### Assignment
Return the records that follow unaltered. Omit every picture.

════════════════════

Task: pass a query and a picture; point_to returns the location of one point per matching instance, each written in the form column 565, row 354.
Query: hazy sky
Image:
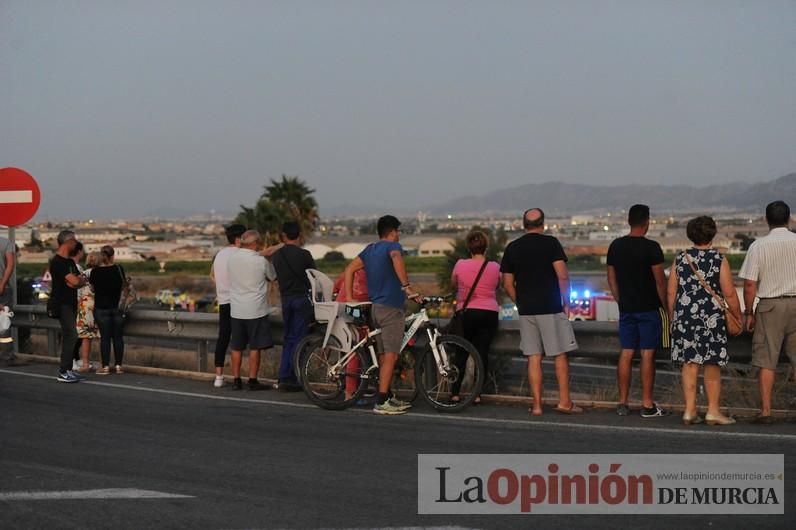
column 124, row 108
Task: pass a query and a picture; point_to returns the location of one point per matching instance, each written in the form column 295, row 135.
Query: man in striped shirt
column 770, row 275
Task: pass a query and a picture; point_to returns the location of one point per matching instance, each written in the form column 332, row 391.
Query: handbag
column 456, row 323
column 129, row 296
column 734, row 326
column 53, row 308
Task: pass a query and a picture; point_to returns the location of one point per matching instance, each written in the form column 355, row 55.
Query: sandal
column 573, row 409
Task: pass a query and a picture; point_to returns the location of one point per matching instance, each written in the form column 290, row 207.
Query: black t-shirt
column 61, row 293
column 530, row 259
column 633, row 258
column 290, row 263
column 107, row 283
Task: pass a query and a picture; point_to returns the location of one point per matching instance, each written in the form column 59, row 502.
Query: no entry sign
column 19, row 197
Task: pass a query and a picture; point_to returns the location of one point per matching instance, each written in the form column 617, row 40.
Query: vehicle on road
column 167, row 296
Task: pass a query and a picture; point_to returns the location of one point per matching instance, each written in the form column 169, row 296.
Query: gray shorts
column 391, row 322
column 775, row 332
column 548, row 334
column 252, row 332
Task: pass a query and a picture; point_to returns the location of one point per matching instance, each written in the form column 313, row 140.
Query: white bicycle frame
column 415, row 321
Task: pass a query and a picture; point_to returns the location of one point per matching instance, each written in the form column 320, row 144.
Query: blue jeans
column 110, row 322
column 294, row 311
column 68, row 318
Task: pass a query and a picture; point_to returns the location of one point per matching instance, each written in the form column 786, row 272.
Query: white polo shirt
column 249, row 274
column 221, row 273
column 771, row 262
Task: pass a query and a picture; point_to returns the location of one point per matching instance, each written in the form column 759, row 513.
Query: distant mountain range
column 566, row 198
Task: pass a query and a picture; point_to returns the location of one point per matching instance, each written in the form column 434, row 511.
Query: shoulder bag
column 128, row 296
column 456, row 324
column 734, row 326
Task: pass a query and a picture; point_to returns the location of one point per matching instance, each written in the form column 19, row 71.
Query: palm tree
column 284, row 200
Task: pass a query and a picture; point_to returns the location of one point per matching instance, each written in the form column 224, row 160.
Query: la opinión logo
column 504, row 487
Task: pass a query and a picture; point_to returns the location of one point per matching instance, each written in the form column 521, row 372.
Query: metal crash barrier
column 597, row 340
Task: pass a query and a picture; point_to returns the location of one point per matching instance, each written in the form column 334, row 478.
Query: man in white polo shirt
column 769, row 273
column 249, row 274
column 220, row 275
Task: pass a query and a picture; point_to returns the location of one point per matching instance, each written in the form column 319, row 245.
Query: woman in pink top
column 481, row 313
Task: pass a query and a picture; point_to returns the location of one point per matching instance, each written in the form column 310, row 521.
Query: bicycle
column 334, row 377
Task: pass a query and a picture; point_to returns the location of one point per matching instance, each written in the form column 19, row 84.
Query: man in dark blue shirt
column 388, row 288
column 636, row 279
column 536, row 278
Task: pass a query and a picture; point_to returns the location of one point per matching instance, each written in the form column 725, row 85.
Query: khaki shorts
column 549, row 334
column 391, row 322
column 775, row 331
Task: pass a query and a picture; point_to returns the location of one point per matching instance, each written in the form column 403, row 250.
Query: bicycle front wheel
column 463, row 376
column 327, row 385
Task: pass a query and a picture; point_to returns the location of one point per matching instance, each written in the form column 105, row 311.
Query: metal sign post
column 20, row 198
column 12, row 236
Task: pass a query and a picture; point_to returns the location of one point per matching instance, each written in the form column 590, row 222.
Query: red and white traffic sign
column 19, row 197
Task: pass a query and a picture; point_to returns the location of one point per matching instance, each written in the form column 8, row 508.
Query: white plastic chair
column 328, row 311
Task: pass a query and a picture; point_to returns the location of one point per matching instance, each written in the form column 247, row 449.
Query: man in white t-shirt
column 249, row 274
column 769, row 274
column 220, row 275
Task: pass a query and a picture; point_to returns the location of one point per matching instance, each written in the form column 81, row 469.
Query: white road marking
column 709, row 433
column 16, row 196
column 112, row 493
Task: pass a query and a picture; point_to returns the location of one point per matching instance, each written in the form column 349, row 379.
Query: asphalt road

════════════════════

### Solution to this exercise
Task: pass a query and a picture; point_to returns the location of one point per matching instance, each written in the form column 565, row 354.
Query: hazy sky
Image:
column 124, row 108
Task: pass a query and a picture; point_to returns the location of one point per matching instance, each written in the form column 295, row 135.
Query: man in striped shirt
column 770, row 275
Task: pass a query and a picture; point_to returns the location of one point per matching instance, each written in the form column 332, row 391.
Query: handbag
column 456, row 323
column 129, row 296
column 734, row 326
column 53, row 308
Task: pass a query and a picture; point_to returns the location of one point per matching instance, each written in the form column 355, row 55.
Query: sandal
column 573, row 409
Task: pass a query and a picture; point_to returns the location of one point per matching instance, each written in the form column 290, row 207.
Query: black t-shirt
column 61, row 293
column 530, row 259
column 633, row 258
column 290, row 263
column 107, row 283
Task: pass a query and a picture; point_to returns the location of one point per matching instance, each written in the form column 59, row 502.
Query: no entry sign
column 19, row 197
Task: pass a query and a picture; point_to returns the location of one point per matching instance, each written in the form column 617, row 40.
Query: vehicle on road
column 167, row 296
Task: pass a query and a picture; point_to returns the location of one point per matching instance, each written in the form column 169, row 296.
Query: gray shorts
column 391, row 322
column 775, row 332
column 548, row 334
column 252, row 332
Task: pass a query and a picture; point_to returns the location of one point per matching instance, each written in the form column 313, row 140.
Query: white bicycle frame
column 415, row 321
Task: pass a query and a picture; point_to returns the location of one point per matching instance, each written in the form column 320, row 144.
Query: blue jeans
column 110, row 322
column 294, row 311
column 68, row 318
Task: pass a query and a picture; point_to returns the location of one point per matching instance, each written in the form column 786, row 272.
Query: white polo shirt
column 249, row 274
column 221, row 273
column 771, row 262
Task: pass a query and a picture; point_to returns the location of one point per matching instance, each written in the form column 759, row 513.
Query: distant mountain range
column 566, row 198
Task: pass a query and a picture; point_to returns the location of one point per matching instance, each written in the form column 434, row 511.
Query: shoulder bag
column 128, row 296
column 456, row 324
column 734, row 326
Task: pass a query and a picture; point_to returns the location of one point per matching instance, each written in the form column 19, row 71.
Query: palm tree
column 284, row 200
Task: pass a query and a picture; point_to returns the location of one point per matching instance, each written in the form column 224, row 160.
Query: la opinión logo
column 504, row 487
Task: pass a query and a picture; point_to returns the location of one point per matching instance, each written in the form column 521, row 372.
Query: metal crash barrier
column 597, row 340
Task: pass a query and a picture; point_to returns the location of one point per matching instance, each written in the form column 334, row 478.
Query: man in white polo shirt
column 769, row 273
column 249, row 274
column 220, row 275
Task: pass a query and a picture; point_to returns the location of one point per matching instance, each written in the form column 319, row 245.
Query: woman in pink top
column 481, row 313
Task: pass a query and a picture; point_to returns the location of one point per matching instance, each written in the form column 310, row 521.
Query: bicycle
column 334, row 377
Task: pass a query and a picture; point_to returns the location of one point per matching instance, each written in the form column 19, row 84.
Query: man in dark blue shirt
column 388, row 288
column 636, row 279
column 536, row 278
Task: pass a query and a picture; point_to returns the location of one point per matching instance, each written in the form column 725, row 85.
Query: khaki shorts
column 549, row 334
column 391, row 322
column 775, row 331
Task: pass a query and a picture; point_to returns the location of one point per matching instance, each written in the form column 403, row 250.
Query: bicycle front wheel
column 463, row 376
column 327, row 385
Task: pass a query and a picture; point_to returns the location of one point per matching instance, each written in the form column 105, row 311.
Query: metal sign post
column 20, row 198
column 12, row 236
Task: pass a query and a picture; point_to returns the location of one point per matching instance, each written in the form column 590, row 222.
Query: red and white traffic sign
column 19, row 197
Task: pass a query and a picture; point_to returns the location of one point per matching instance, each written in the form column 8, row 508.
Query: white plastic chair
column 328, row 311
Task: pass a query and a picture; point_to returns the location of one point per matching instance, each written in the form column 247, row 449.
Query: man in white t-shirt
column 249, row 274
column 769, row 274
column 220, row 275
Task: pass a query and a picture; point_to returns the location of one point per matching instance, each written in the form column 81, row 469.
Query: white road marking
column 709, row 433
column 16, row 196
column 112, row 493
Task: pass a query and a picture; point_to returns the location of one point per matching instance, each written in the form column 349, row 379.
Query: asphalt road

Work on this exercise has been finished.